■ Extracted material:
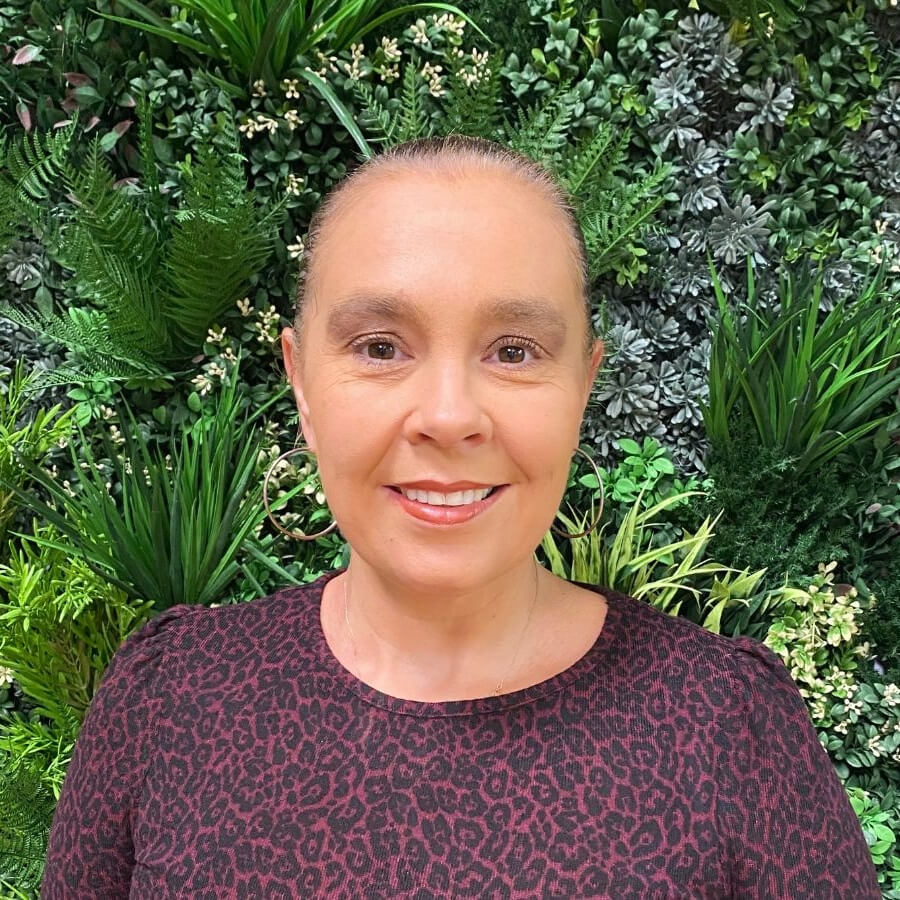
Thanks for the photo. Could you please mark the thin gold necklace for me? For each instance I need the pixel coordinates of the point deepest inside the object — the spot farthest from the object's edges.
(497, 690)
---
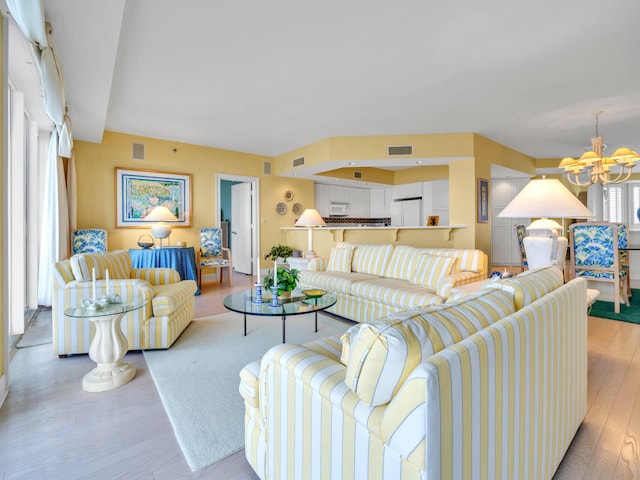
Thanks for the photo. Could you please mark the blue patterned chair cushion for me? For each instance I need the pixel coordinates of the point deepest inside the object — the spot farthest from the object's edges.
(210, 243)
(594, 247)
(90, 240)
--
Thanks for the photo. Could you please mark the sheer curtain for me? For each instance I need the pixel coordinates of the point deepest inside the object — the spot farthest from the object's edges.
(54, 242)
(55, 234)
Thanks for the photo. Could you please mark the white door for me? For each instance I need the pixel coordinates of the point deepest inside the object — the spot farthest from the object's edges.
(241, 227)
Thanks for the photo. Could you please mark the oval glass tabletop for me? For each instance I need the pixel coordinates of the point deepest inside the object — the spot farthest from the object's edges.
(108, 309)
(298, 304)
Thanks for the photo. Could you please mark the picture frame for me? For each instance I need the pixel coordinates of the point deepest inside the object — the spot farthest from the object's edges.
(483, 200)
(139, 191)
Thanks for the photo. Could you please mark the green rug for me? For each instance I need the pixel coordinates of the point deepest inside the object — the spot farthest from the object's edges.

■ Exercise task: Gather every line of the listing above that contains the word "patterned".

■ Final answer:
Thanks for the photo. Could you please mark the blue patterned chair cushion for me? For each instance I need the pixel coordinates of the point deepest inside the object — the spot farthest from the object's edges.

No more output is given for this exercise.